** start of RECORDS SUPPLIED **
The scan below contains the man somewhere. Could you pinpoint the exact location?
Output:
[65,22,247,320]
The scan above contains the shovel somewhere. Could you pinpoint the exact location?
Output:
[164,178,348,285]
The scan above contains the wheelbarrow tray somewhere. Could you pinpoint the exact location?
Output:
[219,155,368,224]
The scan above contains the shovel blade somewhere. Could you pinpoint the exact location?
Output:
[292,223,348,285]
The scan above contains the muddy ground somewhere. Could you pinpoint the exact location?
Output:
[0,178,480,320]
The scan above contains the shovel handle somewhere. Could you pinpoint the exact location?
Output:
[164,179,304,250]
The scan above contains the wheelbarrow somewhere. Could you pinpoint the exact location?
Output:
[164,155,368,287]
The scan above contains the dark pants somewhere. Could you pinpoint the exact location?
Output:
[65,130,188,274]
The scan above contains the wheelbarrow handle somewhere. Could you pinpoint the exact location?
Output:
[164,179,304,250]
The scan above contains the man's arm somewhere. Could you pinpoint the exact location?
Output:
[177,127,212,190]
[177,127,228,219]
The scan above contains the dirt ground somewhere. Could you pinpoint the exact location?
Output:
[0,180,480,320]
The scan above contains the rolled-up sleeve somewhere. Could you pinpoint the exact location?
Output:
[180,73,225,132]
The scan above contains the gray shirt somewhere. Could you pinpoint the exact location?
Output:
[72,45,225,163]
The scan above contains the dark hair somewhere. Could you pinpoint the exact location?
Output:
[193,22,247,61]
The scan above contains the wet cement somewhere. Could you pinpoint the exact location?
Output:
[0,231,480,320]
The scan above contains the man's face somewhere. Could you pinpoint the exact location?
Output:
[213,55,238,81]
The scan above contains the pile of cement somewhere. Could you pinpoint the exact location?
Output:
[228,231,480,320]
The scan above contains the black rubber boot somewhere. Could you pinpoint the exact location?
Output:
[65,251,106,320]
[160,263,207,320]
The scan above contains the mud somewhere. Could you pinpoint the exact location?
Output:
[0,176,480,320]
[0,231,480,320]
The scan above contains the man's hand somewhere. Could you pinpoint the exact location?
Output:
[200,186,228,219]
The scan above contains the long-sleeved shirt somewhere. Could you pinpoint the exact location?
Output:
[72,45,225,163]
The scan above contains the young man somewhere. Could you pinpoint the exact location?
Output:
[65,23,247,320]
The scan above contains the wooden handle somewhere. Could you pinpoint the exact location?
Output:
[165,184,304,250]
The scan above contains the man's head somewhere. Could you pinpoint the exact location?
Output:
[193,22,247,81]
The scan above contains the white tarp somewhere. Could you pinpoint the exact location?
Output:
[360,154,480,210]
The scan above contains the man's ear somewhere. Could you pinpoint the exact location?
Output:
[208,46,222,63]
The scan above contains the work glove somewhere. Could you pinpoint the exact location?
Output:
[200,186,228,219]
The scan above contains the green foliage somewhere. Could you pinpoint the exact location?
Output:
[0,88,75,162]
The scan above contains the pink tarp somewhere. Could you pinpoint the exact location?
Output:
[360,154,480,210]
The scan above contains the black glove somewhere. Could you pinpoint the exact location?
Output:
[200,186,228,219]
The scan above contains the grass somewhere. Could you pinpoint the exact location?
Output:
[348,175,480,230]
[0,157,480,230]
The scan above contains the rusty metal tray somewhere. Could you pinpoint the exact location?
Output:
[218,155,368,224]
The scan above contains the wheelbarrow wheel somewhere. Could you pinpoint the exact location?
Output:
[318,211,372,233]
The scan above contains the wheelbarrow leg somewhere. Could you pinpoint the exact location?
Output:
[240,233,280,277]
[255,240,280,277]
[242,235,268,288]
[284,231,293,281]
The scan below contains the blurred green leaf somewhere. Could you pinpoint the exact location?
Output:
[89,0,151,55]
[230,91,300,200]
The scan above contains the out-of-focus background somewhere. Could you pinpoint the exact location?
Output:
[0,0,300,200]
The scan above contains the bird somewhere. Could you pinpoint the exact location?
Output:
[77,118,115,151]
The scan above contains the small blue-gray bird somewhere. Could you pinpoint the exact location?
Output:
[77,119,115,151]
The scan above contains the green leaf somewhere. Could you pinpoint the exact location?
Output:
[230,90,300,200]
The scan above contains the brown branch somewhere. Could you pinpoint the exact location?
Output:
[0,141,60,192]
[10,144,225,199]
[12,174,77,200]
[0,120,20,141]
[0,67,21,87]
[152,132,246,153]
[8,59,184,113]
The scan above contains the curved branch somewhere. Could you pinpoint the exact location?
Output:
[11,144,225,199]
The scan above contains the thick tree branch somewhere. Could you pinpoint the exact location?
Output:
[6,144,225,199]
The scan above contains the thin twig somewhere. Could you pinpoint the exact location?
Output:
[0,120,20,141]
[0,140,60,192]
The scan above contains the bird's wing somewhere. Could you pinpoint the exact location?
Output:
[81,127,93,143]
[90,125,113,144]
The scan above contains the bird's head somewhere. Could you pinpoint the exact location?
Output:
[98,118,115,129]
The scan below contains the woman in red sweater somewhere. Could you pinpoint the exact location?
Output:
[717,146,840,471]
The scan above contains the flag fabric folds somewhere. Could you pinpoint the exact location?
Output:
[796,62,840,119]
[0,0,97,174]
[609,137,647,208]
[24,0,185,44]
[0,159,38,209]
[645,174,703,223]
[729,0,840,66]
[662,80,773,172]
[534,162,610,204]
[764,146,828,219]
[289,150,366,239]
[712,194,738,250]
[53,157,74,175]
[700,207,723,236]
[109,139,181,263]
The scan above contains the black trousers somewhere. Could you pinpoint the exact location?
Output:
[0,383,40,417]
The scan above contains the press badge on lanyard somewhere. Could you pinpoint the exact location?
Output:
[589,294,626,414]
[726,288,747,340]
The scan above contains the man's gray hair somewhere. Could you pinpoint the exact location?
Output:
** end of RECORDS SUPPLIED **
● **GIVEN PROBLEM**: Transcribe all of the material above verbatim, without changing a single character.

● **THE REPLY**:
The scan below contains the man somewhere. Could you pinpoint the exact location?
Output:
[65,22,247,320]
The scan above contains the shovel somewhere. Could you pinpoint the exact location?
Output:
[164,178,348,285]
The scan above contains the wheelbarrow tray somewhere. Could you pinpoint the exact location?
Output:
[219,155,368,224]
The scan above contains the shovel blade somewhere. Could you pinpoint the exact location?
Output:
[292,223,348,285]
The scan above contains the muddy ground somewhere. Could you pinpoint the exact location?
Output:
[0,178,480,320]
The scan above contains the shovel handle somewhere. Could you pinpoint the exact location?
Output:
[164,179,304,250]
The scan above contains the wheelbarrow somewhere. Could you pinpoint the exact location?
Output:
[164,155,368,287]
The scan above contains the dark pants somewhere. Could you pinpoint the exact location?
Output:
[65,130,188,274]
The scan above contains the wheelbarrow handle somewhere. Could you pinpoint the exact location?
Output:
[164,179,304,250]
The scan above contains the man's arm somewhere. Could you pinpoint the exact location?
Output:
[177,127,212,190]
[177,127,228,219]
The scan above contains the dirt ground somewhere. Could you pinpoint the exact location?
Output:
[0,180,480,320]
The scan above contains the rolled-up sleeve somewhere. Could you pinpoint the exact location?
Output:
[180,73,225,132]
The scan above contains the gray shirt somewhere. Could you pinpoint the exact location?
Output:
[72,45,225,163]
The scan above contains the dark hair somewhere. Could you pinpoint the exact location?
Output:
[193,22,247,61]
The scan above contains the wet cement somewhere. Could you pinpoint the exact location?
Output:
[0,231,480,320]
The scan above contains the man's face somewhere. Could you pinpoint the exact location?
Output:
[213,55,238,81]
The scan above contains the pile of cement somewhere. Could you pinpoint the exact location?
Output:
[228,231,480,320]
The scan above contains the black rubber boot somewhere. Could you pinpoint the exact location?
Output:
[65,251,106,320]
[160,263,207,320]
The scan above contains the mud somewhere. Could you pinpoint the exact location?
Output:
[0,176,480,320]
[0,231,480,320]
The scan above contains the man's hand somewhere. Could you pinpoint the exact location?
Output:
[200,186,228,219]
The scan above contains the long-sleeved shirt somewhere. Could you pinpoint the exact location?
Output:
[72,45,225,163]
The scan above contains the young man somewhere. Could you pinpoint the exact location?
Output:
[65,23,247,320]
The scan above contains the wooden handle somewhere. Could you pinpoint the exact location?
Output:
[165,184,304,250]
The scan above contains the man's head somewhere. Could you pinpoint the exact location?
Output:
[193,22,247,81]
The scan above contains the white tarp somewhere. Could you pinpoint the exact location?
Output:
[360,154,480,210]
The scan above contains the man's ear somewhere. Could you pinpoint the exact location?
Output:
[208,46,222,63]
The scan above contains the work glove somewhere. Could you pinpoint the exact location?
Output:
[200,186,228,219]
The scan above contains the green foliage somewhere. Could you pinpoint the exact location?
Output:
[0,88,75,162]
The scan above contains the pink tarp somewhere. Could you pinpoint the exact location?
Output:
[360,154,480,210]
The scan above contains the black glove somewhere. Could you pinpoint the exact location?
Output:
[200,186,228,219]
The scan above contains the grass somewhere. Could you pinpoint the exact location?
Output:
[348,175,480,230]
[0,157,480,230]
The scan above contains the rusty metal tray somewhere. Could you pinpoint the exact location?
Output:
[218,155,368,224]
The scan above contains the wheelbarrow wheel somewhere. Could you pinpoint the exact location?
Output:
[318,211,372,233]
The scan above contains the wheelbarrow leg somewhere. Could you pinpoint the exact location?
Output:
[240,233,280,277]
[255,240,280,277]
[242,235,268,288]
[284,231,293,281]
The scan below contains the blurred green leaf somewhere. Could you pinpoint the exact location?
Output:
[89,0,151,55]
[230,91,300,200]
The scan above contains the out-of-focus background somewhere. Could you pinpoint the exact location?
Output:
[0,0,300,200]
The scan above contains the bird somewhere. Could you pinpoint the exact location?
Output:
[77,118,115,151]
The scan above contains the small blue-gray bird somewhere. Could you pinpoint the exact location?
Output:
[77,119,115,151]
The scan above contains the green leaf somewhere. Could you pinpoint the exact location?
Output:
[230,90,300,200]
The scan above contains the brown branch somewhere. Could you pinpoint the exact location?
Output:
[0,141,60,192]
[10,144,225,199]
[12,174,77,200]
[0,120,20,141]
[0,67,21,87]
[152,132,246,153]
[8,59,184,113]
The scan above contains the curved branch somewhere. Could you pinpoint the exact location?
Output:
[11,144,225,199]
The scan above contains the thick tree branch somewhere. Could you pinpoint the exact location?
Output:
[6,144,225,199]
The scan above contains the thin twig somewhere. Could you pinpoint the exact location?
Output:
[0,120,20,141]
[0,140,60,192]
The scan above contains the bird's wing somewhere. Could you pinpoint the exact location?
Output:
[81,127,93,143]
[90,125,113,144]
The scan above contains the bird's head somewhere. Could you pinpoint the exact location?
Output:
[98,118,115,129]
The scan below contains the woman in red sweater somewhere. Could you pinpoint the exact location?
Output:
[717,146,840,471]
The scan above contains the flag fabric folds somewhere. Could you pinpoint the exact location?
Output:
[796,62,840,119]
[0,0,97,174]
[609,137,647,208]
[24,0,185,44]
[0,159,38,209]
[645,174,703,223]
[729,0,840,66]
[662,80,773,172]
[534,162,610,204]
[764,146,828,219]
[289,150,366,239]
[712,194,738,250]
[53,157,74,175]
[700,207,723,236]
[109,139,181,263]
The scan above contains the black trousers somewhere. Could you pinpoint the exact location?
Output:
[0,383,40,417]
The scan above contains the press badge on lanyard somewhere. Could you pinpoint the exact location?
Output:
[589,294,626,414]
[726,288,747,340]
The scan above contains the man's gray hair somewhere. Could you pinpoint the exact location?
Output:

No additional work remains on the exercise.